**Document passage**.
=-=-=
A lot of people fantasize about adding a pool to their garden, especially if they have plenty of space and a nice climate to enjoy it with. But what a lot of people don’t know is that there tend to be two kinds of pools available: chlorine and salt water. Both are entirely safe to swim in, but they both come with their ups and downs. So, what should you consider if you’re thinking about going for a salt water pool?
Con: The initial cost
This is the biggest concern when fitting a pool. They can be pretty expensive already, but having a salt water pool means that you have to install a salt-water generator. The electrical costs of keeping the generator running are also well worth considering. If you do buy a generator, make sure you consider how many hours a day you should run in both summer and winter so you’re not wasting money. Consider the other financial factors of adding a pool, too. For instance, you might think it more worth it if you live in an area where adding a pool might increase your home’s value. Just be aware that sometimes a pool doesn’t add to it at all. Of course, chlorine pools come with their own running costs, often in the materials you need to maintain it.
=-=-=
**Data**.

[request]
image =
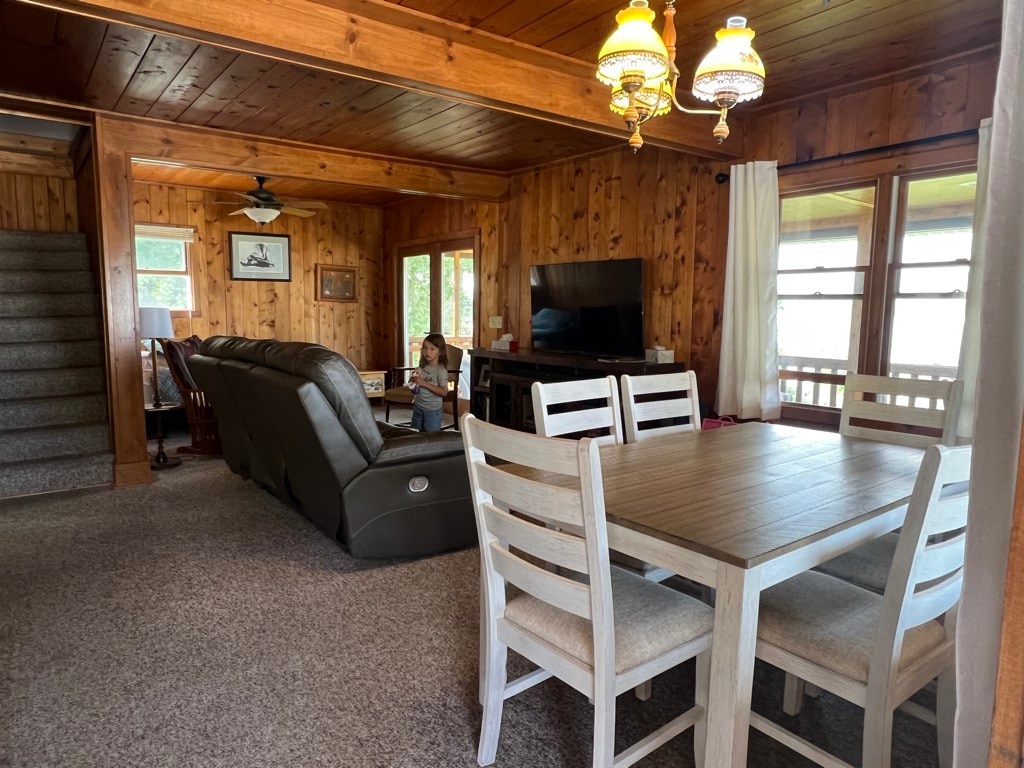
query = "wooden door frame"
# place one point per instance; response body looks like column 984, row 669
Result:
column 471, row 238
column 1007, row 744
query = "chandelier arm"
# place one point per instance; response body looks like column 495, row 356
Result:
column 687, row 110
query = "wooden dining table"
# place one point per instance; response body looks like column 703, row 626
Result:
column 740, row 509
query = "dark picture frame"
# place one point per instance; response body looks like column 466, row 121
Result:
column 259, row 256
column 336, row 283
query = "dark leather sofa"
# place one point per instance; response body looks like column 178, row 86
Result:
column 294, row 418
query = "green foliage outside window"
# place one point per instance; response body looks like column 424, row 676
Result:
column 162, row 270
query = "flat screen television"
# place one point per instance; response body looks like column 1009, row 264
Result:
column 588, row 307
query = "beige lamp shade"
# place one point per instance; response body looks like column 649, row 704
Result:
column 732, row 72
column 634, row 48
column 155, row 323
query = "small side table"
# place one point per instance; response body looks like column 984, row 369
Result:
column 162, row 460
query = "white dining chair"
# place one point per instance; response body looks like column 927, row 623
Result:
column 588, row 406
column 899, row 403
column 578, row 408
column 600, row 630
column 877, row 650
column 901, row 411
column 648, row 401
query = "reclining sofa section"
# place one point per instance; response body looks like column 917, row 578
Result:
column 294, row 418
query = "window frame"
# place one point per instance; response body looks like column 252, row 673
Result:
column 167, row 231
column 891, row 175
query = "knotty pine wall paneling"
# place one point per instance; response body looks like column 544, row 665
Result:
column 344, row 236
column 948, row 100
column 38, row 203
column 421, row 219
column 657, row 205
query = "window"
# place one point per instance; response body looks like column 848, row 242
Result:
column 871, row 278
column 438, row 290
column 163, row 268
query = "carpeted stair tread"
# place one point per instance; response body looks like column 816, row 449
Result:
column 33, row 281
column 49, row 304
column 49, row 329
column 44, row 260
column 33, row 443
column 44, row 412
column 47, row 475
column 27, row 240
column 35, row 355
column 15, row 385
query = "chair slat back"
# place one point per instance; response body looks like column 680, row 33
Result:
column 681, row 402
column 598, row 408
column 511, row 512
column 899, row 406
column 926, row 578
column 539, row 500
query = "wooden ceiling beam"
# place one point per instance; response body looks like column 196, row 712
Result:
column 223, row 151
column 386, row 43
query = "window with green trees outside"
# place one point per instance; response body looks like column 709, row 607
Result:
column 162, row 268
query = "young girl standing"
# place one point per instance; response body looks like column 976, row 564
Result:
column 430, row 383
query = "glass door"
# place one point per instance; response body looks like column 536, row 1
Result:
column 438, row 293
column 416, row 316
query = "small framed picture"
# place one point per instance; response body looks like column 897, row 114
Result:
column 258, row 256
column 335, row 283
column 373, row 382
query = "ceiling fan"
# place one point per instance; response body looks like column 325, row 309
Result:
column 265, row 206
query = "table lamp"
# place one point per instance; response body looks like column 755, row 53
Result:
column 155, row 323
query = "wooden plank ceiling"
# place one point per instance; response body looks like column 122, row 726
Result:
column 809, row 46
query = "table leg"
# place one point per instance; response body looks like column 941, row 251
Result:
column 161, row 461
column 732, row 666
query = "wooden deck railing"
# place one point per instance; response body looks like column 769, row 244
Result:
column 818, row 381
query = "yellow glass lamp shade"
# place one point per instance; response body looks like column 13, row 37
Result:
column 650, row 101
column 634, row 52
column 732, row 72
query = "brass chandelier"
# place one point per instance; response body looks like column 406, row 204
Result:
column 640, row 67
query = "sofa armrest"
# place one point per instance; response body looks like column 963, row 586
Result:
column 402, row 444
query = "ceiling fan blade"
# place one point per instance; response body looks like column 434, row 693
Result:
column 297, row 212
column 307, row 204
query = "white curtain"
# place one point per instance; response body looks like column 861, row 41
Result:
column 971, row 344
column 748, row 377
column 999, row 408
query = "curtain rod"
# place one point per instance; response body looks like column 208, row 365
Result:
column 887, row 147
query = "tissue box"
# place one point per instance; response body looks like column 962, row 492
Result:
column 659, row 355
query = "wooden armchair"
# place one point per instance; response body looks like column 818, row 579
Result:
column 399, row 394
column 202, row 422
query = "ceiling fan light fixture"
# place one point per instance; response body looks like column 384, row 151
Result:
column 261, row 215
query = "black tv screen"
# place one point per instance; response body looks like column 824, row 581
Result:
column 588, row 307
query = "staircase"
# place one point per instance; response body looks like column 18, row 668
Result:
column 54, row 432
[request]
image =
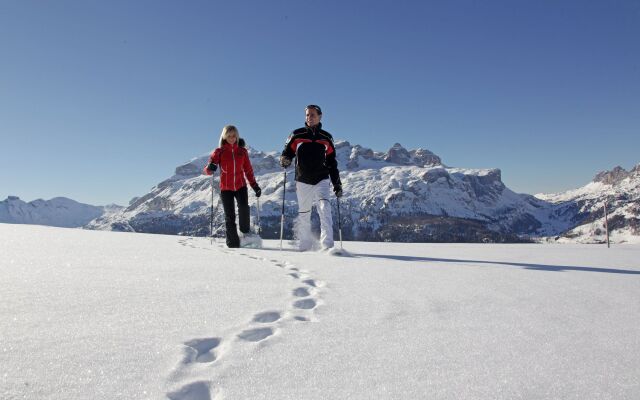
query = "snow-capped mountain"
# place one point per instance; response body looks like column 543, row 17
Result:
column 59, row 211
column 398, row 195
column 584, row 208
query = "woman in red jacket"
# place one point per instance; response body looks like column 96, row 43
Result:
column 233, row 159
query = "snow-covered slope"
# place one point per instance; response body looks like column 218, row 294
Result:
column 99, row 315
column 59, row 211
column 398, row 195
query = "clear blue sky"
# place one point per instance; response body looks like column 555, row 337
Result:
column 101, row 100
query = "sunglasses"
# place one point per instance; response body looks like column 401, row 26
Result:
column 314, row 107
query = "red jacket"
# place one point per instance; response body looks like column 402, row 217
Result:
column 234, row 165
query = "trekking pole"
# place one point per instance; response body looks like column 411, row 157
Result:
column 211, row 217
column 258, row 211
column 284, row 192
column 339, row 222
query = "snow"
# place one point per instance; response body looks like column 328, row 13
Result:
column 104, row 315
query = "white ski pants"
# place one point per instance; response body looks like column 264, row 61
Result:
column 307, row 195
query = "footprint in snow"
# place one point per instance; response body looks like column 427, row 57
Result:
column 310, row 282
column 301, row 292
column 201, row 350
column 193, row 391
column 266, row 317
column 255, row 335
column 305, row 304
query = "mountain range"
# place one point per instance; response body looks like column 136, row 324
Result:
column 399, row 195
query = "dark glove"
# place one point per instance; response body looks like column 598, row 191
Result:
column 257, row 190
column 337, row 189
column 285, row 161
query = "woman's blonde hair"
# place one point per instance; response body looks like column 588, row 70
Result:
column 226, row 131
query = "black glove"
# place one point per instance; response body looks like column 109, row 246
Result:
=-=-=
**Set of tasks**.
(1) According to the salt water pool passage, what do you have to install if you choose a salt water pool?
(2) From the salt water pool passage, copy the words from "A lot of people fantasize" to "salt water pool?" with no changes.

**List of solutions**.
(1) A salt-water generator.

(2)
A lot of people fantasize about adding a pool to their garden, especially if they have plenty of space and a nice climate to enjoy it with. But what a lot of people don’t know is that there tend to be two kinds of pools available: chlorine and salt water. Both are entirely safe to swim in, but they both come with their ups and downs. So, what should you consider if you’re thinking about going for a salt water pool?